*Text under study*:
Vrije Universiteit Brussel

06/16/2026 | News release | Distributed by Public on 06/16/2026 08:01

Sovereignty is not a European chatbot

A home-grown European version of Mythos AI? Forget it, write VUB professors Vincent Ginis, Andres Algaba and Brecht Verbeken. That gap cannot be bridged overnight.

Read the full opinion piece in De Standaard (In Dutch).

OpenAI and Anthropic regularly share the topics most frequently raised with their chatbots. Psychological support invariably tops the list. We can only imagine that, over the past weekend, the question most often asked of these chatbots was of a different kind: "How much does it cost to train a European language model like Mythos?" Psychological support probably still ranks second - much needed, no doubt, to process the answer to the first question. The price tag is anything but modest.

On Saturday morning, it became clear that a single order from Washington is enough to cut us off from the most advanced AI. Anthropic took its most powerful model, Fable 5, offline for all customers, following a US government decision to make it available to American citizens only.

*Dataset entries*:
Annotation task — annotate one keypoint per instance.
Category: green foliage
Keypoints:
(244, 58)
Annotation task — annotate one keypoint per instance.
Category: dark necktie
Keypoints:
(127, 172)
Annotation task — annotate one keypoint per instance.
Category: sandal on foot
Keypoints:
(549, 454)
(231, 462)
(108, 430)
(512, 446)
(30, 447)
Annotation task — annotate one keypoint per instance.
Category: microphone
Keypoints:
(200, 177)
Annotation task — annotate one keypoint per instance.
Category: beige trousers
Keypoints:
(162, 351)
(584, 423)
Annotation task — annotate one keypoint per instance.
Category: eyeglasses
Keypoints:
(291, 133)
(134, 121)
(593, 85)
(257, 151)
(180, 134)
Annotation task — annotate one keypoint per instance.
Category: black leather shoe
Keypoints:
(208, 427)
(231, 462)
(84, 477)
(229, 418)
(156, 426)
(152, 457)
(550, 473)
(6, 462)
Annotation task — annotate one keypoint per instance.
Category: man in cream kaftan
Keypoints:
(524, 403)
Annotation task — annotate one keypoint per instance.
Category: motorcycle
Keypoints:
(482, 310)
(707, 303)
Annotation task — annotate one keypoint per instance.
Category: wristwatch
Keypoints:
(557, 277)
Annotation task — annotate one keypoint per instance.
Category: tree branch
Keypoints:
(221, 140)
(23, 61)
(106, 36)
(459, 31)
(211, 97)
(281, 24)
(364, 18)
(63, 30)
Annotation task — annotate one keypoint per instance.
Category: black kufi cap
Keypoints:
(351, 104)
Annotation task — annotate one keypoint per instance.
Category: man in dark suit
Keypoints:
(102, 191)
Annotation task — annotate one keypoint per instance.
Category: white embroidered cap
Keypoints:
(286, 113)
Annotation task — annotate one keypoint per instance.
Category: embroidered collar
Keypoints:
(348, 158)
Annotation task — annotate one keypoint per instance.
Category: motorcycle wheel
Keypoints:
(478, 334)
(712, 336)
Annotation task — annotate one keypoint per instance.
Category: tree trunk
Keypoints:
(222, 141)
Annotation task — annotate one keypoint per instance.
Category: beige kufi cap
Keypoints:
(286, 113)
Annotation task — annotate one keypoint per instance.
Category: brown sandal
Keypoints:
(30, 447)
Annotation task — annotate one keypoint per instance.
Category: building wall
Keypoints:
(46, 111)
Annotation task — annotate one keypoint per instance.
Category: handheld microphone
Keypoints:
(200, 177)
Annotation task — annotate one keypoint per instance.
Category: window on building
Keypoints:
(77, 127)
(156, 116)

*Questions to answer*:
A - Check each statement against the news release and mark it yes or no: (i) the opinion piece is by three VUB professors; (ii) Anthropic took Fable 5 offline only for European customers; (iii) the full opinion piece appears in De Standaard in English.
B - Reproduce the wording of the news release between "A home-grown European" and "be bridged overnight.", inclusive.
These rows are separate material from the news release.

*Written answers*:
A -
(i) Yes: "write VUB professors Vincent Ginis, Andres Algaba and Brecht Verbeken"
(ii) No: "Anthropic took its most powerful model, Fable 5, offline for all customers"
(iii) No: "Read the full opinion piece in De Standaard (In Dutch)."

B -
A home-grown European version of Mythos AI? Forget it, write VUB professors Vincent Ginis, Andres Algaba and Brecht Verbeken. That gap cannot be bridged overnight.